──────── Records shown ────────

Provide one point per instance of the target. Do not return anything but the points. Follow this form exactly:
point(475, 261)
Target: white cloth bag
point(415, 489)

────────
──────── Records shown ────────

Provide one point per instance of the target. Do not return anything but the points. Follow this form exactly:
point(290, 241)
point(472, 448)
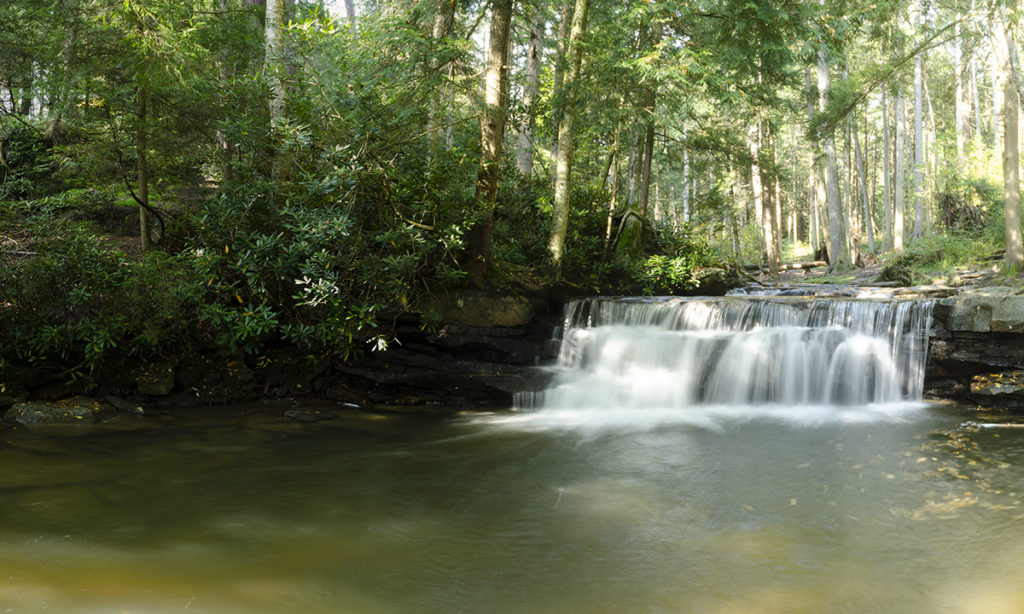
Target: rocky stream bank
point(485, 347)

────────

* **Work to be completed**
Identify every line in the rows above that contains the string "point", and copy each of those lines in full. Case counts.

* **Task response**
Provide one point per instance of the target. Do not return anything but the points. Follow this form exactly:
point(475, 261)
point(415, 489)
Provide one point per instance of the target. Do not return anything but the points. Follow this form exactly:
point(290, 241)
point(472, 448)
point(485, 347)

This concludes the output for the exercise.